Councillor Steve Charmley stepped down as deputy leader of Shropshire Council last month and has told of the role a barrage of online abuse played in his decision.
He spoke before the shocking killing of MP Sir David Amess, warning of the constant pressures and dangers faced by all politicians.
The Whittington Conservative revealed he had himself received a death threat and had been visited by police. He had spent more than 10 years at the top-table of the council and was the cabinet member in charge of highways, leading some of the county’s biggest projects.
He quit last month and has spoken of the role that a constant drip-feed of social media abuse played in his decision.
He said: “Everyone reads it. The family read it, it does disrupt your social life. I got to the stage where I didn’t want to go to the pub because someone would mention something they have seen on social media and start asking you about it.
“They suggest you’re a crook or taking backhanders and it gets you down eventually. The idea that I am taking backhanders is ridiculous. I have better things to do with my life than get abuse like that.
“There just does not seem to be any control of social media – people can say what they want and there is nothing you can do.”
The issue is one that has been highlighted by the Local Government Association – which represents councils. The organisation launched its own evidence gathering mission after warning that there were “growing concerns about the impact an increasing level of public intimidation and toxicity of debate is having on our country’s democratic processes”.
Posts from Shropshire Council’s official Facebook and Twitter accounts have been met with abusive responses, as well as media stories featuring comments from Councillor Charmley. Even his resignation led to a series of abusive comments, some suggesting to expect a visit from the police, while others accused him of taking bribes. Shropshire Council has also spoken out on the issue, saying it will support any councillor who find themselves the target of abuse.
Councillor Charmley also revealed he had been the subject of a death threat, with police visiting his home on a Friday night to warn him a man had contacted the council and threatened to shoot him.
The former cabinet member said there had been a change in people’s online behaviour where it is no longer enough to disagree on politics, and instead people question whether there are malign motives behind decisions.
He said: “I think there is a lack of understanding of the role of councillors. I did it because I wanted to help where I live, I wanted to make Shropshire a better place. Everyone who stands for election does it for the right reasons, they want to improve the community, they are doing it to represent that community.
“People have the right to disagree, whether it is the North West Relief Road, shopping centres, whatever it is on the agenda at the moment. You might not agree with the approach or the direction of travel but you have to do your research to understand why that decision was taken.
“There is an element of politics in it. You have Conservatives and Greens and Lib Dems, you will always have disagreements politically but people saying things at the moment – people say ‘why is he promoting the North West Relief Road, maybe he’s getting paid off by contractors’. I really have no idea what goes through people’s heads.”

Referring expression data
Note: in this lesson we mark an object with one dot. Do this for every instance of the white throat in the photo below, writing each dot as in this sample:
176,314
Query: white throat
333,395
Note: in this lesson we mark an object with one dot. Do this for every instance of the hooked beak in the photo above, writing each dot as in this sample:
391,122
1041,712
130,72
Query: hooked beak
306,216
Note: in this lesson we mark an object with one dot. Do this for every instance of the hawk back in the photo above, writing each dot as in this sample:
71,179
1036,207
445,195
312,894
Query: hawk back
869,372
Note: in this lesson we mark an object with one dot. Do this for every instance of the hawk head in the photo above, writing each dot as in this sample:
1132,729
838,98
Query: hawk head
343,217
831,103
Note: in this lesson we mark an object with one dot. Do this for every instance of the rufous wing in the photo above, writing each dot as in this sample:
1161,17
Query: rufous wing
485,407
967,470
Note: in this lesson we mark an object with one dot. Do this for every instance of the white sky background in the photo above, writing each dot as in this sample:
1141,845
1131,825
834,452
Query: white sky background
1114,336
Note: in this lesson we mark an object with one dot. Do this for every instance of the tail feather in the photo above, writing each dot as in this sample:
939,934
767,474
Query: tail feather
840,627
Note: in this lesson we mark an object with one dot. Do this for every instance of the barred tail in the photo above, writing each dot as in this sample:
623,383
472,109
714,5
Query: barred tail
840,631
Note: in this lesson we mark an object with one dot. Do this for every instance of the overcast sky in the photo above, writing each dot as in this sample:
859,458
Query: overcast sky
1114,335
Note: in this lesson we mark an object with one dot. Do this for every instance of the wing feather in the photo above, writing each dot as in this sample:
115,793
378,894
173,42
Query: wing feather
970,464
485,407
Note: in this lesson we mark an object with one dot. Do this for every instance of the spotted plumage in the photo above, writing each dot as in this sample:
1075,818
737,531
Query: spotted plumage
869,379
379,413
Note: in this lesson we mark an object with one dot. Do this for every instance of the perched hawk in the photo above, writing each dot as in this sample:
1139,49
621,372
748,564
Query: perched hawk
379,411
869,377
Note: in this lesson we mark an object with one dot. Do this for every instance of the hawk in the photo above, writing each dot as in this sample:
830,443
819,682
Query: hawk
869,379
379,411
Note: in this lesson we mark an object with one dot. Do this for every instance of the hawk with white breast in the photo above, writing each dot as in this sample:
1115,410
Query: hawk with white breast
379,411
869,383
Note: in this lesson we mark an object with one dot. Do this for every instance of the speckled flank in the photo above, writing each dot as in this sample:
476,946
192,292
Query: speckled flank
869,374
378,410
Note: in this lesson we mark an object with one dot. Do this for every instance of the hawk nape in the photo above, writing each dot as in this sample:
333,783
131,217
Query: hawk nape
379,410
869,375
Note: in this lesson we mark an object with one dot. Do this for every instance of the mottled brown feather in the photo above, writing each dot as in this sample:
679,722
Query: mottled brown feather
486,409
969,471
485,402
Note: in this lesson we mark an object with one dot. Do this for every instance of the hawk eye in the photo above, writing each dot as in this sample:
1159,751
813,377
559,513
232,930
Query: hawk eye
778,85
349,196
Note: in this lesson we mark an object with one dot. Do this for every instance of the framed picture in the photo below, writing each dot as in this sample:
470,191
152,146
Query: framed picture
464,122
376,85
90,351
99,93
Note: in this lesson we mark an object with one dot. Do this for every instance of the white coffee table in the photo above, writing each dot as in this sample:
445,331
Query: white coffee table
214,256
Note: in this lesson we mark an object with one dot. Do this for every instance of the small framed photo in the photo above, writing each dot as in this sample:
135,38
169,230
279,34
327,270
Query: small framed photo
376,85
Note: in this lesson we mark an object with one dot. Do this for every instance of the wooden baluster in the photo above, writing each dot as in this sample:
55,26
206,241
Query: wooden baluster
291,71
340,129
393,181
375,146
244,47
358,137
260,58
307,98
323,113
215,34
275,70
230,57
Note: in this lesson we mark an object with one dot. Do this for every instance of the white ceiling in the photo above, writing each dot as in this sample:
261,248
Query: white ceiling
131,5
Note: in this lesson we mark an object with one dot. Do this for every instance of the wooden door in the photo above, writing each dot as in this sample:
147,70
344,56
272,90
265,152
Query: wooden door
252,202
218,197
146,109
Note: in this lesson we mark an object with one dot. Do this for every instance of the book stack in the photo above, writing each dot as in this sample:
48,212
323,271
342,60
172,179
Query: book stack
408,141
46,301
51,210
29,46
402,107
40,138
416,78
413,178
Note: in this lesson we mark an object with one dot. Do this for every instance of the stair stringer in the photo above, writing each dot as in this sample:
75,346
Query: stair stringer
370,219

WHAT THE TASK REQUIRES> Please pull out the passage of the Steve Charmley article starting with "He spoke before" and going on through "media abuse played in his decision.", copying it word for word.

EXERCISE RESULT>
He spoke before the shocking killing of MP Sir David Amess, warning of the constant pressures and dangers faced by all politicians.
The Whittington Conservative revealed he had himself received a death threat and had been visited by police. He had spent more than 10 years at the top-table of the council and was the cabinet member in charge of highways, leading some of the county’s biggest projects.
He quit last month and has spoken of the role that a constant drip-feed of social media abuse played in his decision.